-- RECORDS TO USE --
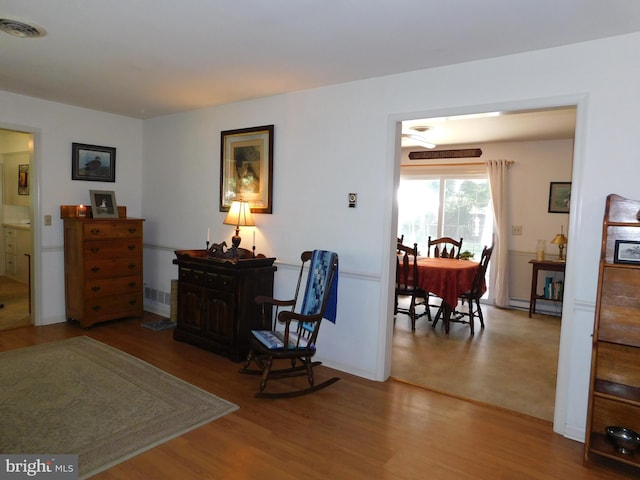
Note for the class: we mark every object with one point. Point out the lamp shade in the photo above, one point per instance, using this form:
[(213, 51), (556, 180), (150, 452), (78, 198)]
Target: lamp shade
[(239, 214), (560, 239)]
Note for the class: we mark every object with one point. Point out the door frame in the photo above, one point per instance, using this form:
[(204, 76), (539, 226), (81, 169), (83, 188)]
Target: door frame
[(34, 214), (391, 225)]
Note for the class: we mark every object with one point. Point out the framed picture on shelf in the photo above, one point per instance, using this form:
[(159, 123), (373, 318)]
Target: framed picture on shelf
[(92, 162), (246, 168), (103, 204), (559, 197), (627, 251)]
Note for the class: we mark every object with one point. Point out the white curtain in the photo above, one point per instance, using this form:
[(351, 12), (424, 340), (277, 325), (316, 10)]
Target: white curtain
[(498, 173)]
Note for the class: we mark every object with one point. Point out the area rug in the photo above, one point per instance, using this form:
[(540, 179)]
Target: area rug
[(80, 396)]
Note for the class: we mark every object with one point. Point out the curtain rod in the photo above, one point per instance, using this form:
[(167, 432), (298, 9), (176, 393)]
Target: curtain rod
[(461, 164)]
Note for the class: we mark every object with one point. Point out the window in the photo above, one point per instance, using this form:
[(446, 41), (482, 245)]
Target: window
[(452, 206)]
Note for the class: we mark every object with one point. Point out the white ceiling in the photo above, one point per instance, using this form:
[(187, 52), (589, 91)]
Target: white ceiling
[(144, 58), (546, 124)]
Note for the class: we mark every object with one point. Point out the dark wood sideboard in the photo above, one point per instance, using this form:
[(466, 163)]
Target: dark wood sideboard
[(216, 300)]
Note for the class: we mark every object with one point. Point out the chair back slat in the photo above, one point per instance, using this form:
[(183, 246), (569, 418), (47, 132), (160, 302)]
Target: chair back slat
[(444, 247), (407, 268), (479, 281)]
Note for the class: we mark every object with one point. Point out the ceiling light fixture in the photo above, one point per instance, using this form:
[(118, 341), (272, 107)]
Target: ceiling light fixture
[(21, 29)]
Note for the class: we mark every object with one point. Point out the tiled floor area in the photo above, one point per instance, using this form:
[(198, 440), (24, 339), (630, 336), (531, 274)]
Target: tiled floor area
[(512, 363)]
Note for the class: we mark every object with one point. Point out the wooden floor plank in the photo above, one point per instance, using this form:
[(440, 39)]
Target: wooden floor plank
[(354, 429)]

-- YOUR GOAL --
Rewrite everything from the start of the records down through the line containing "[(92, 162), (246, 168), (103, 204), (559, 197), (627, 251)]" as a numbered list, dropping any blank lines and leaving the pictures out.

-- RESPONSE TO THE TASK --
1. Note for the class: we mark every object with one point. Point out the lamp shade in the photo above, one point per instance, using this form:
2. [(213, 51), (556, 180), (150, 452), (78, 198)]
3. Target: lamp shade
4. [(239, 214), (560, 239)]
5. Note for the class: we mark every object with one point. Point out the door frame in the photo above, one point per instance, using this form:
6. [(204, 76), (539, 226), (81, 169), (83, 188)]
7. Target: door frame
8. [(34, 214), (391, 225)]
9. Note for the class: we mark every object with one point. Point out the framed picture on shelf in the photo above, one point per instance, using this form:
10. [(159, 123), (373, 318)]
11. Target: framed picture on shelf
12. [(92, 162), (246, 168), (103, 204), (559, 197), (627, 251)]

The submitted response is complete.